Copy every line below where the string "water" is found.
+++ EXTRACTED INFORMATION +++
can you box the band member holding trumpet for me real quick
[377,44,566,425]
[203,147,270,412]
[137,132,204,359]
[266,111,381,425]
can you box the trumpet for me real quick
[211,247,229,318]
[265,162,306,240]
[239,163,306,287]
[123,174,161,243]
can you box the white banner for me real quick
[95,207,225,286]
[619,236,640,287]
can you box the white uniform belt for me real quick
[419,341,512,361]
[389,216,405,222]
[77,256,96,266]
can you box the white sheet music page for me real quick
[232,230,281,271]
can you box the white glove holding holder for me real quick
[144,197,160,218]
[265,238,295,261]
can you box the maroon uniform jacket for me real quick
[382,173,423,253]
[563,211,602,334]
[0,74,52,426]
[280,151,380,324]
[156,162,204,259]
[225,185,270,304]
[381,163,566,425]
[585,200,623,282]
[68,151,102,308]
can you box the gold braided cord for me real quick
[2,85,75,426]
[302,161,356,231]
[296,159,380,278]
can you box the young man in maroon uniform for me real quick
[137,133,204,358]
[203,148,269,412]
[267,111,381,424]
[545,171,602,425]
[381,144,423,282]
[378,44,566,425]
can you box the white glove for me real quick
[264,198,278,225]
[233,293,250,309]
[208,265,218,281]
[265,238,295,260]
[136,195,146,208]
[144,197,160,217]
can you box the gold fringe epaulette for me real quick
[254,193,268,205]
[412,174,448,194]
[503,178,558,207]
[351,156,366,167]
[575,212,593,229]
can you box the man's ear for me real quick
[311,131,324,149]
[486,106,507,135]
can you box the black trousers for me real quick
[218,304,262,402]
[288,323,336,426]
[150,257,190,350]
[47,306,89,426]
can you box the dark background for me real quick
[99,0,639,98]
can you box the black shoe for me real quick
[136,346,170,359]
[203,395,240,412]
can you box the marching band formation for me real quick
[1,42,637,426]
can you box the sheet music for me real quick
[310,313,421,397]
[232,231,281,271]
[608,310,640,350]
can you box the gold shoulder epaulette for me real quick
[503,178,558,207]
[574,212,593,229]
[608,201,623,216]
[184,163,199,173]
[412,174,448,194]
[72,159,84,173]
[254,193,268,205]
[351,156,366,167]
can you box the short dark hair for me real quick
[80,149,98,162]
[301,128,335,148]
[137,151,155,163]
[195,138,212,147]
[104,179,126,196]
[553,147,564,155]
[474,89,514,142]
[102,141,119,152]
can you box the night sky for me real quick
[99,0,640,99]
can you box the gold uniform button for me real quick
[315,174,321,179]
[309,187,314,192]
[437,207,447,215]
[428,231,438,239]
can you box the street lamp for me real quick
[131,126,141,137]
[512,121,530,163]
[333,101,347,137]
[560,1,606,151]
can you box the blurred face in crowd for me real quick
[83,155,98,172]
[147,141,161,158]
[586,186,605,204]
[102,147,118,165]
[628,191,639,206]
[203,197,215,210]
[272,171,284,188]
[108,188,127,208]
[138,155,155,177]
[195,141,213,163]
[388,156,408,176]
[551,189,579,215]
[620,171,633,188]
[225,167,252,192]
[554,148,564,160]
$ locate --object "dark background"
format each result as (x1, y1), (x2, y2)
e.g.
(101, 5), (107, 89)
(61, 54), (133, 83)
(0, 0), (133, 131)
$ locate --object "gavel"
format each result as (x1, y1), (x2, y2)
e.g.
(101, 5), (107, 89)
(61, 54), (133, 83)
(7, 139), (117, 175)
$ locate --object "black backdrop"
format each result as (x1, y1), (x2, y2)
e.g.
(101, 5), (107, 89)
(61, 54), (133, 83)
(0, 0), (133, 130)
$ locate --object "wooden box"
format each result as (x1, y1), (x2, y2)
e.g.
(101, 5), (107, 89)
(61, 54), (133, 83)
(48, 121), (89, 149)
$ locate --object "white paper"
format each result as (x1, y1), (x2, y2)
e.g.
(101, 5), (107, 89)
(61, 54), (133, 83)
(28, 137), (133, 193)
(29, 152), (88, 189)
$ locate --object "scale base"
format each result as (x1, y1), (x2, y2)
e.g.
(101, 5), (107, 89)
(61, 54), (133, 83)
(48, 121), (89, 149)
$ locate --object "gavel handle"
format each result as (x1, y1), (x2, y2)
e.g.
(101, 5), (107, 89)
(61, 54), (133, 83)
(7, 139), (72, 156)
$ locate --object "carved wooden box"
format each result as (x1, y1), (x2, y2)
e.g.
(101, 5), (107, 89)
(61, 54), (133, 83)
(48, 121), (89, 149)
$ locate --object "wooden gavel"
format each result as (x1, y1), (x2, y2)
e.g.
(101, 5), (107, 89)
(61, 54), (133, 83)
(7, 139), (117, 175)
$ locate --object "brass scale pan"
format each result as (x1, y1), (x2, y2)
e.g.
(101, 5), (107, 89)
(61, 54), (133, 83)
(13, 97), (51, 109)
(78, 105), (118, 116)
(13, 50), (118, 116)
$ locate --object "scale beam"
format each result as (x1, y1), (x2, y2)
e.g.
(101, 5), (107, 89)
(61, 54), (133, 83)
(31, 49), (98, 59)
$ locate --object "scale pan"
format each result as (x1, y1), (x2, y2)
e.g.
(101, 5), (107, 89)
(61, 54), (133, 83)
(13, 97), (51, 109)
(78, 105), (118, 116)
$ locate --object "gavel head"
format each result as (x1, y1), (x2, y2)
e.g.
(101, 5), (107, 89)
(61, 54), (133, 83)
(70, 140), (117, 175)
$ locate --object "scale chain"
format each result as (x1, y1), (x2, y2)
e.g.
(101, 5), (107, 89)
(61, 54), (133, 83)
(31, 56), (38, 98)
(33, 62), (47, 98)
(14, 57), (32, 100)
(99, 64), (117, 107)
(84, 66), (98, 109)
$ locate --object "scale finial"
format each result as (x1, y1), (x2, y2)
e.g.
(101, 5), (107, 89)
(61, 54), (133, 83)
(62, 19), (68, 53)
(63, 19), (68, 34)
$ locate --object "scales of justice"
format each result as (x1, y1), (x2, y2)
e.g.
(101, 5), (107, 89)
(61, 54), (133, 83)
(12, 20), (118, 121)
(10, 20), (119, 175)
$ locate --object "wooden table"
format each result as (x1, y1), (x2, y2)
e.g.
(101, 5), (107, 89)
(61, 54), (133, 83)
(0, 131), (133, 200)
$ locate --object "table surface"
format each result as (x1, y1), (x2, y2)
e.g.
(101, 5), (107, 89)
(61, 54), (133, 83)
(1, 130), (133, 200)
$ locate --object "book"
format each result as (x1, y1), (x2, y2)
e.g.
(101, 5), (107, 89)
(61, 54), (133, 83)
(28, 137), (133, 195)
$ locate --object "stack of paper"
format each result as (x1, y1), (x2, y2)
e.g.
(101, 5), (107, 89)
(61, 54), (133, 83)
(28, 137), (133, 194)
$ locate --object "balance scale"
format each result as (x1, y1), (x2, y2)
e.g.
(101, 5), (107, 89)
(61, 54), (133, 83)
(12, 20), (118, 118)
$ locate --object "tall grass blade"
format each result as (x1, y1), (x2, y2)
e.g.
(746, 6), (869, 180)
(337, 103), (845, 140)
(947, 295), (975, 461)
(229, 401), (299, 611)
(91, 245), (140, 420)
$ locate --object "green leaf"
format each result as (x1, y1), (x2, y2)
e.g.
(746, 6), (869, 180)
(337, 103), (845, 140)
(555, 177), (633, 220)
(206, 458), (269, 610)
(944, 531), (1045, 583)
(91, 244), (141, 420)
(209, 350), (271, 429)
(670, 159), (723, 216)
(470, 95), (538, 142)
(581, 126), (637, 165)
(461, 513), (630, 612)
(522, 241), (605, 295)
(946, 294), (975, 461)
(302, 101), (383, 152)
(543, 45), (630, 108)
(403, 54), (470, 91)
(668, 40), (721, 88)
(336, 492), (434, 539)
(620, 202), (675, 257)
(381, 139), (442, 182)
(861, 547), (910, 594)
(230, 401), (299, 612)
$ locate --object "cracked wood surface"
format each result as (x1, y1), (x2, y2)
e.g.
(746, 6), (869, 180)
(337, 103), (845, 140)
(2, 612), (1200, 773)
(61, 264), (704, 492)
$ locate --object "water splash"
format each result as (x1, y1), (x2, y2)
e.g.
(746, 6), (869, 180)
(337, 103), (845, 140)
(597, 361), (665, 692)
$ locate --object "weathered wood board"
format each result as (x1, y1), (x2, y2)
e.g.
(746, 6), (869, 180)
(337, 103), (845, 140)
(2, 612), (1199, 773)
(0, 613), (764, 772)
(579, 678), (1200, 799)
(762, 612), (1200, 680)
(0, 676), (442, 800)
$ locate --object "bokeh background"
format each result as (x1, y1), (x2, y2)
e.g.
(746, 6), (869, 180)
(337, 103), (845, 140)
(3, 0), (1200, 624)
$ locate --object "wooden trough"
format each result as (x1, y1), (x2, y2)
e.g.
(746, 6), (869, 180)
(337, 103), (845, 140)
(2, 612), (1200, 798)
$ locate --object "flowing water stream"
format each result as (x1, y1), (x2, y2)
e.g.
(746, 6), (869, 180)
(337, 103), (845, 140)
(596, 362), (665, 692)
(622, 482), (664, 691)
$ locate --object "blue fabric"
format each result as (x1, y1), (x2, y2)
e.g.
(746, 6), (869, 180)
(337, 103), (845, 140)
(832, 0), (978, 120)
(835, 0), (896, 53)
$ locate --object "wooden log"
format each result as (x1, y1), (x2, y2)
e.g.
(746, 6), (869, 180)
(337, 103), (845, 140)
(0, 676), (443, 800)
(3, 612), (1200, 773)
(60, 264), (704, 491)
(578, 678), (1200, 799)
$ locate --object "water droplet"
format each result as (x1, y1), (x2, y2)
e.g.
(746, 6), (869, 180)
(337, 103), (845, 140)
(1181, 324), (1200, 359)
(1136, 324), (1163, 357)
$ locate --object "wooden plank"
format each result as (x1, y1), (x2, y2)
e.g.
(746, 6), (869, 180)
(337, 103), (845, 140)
+++
▶ ANSWER BOX
$ locate --object "water splash"
$ locate --object "flowing water stream"
$ locate --object "water droplet"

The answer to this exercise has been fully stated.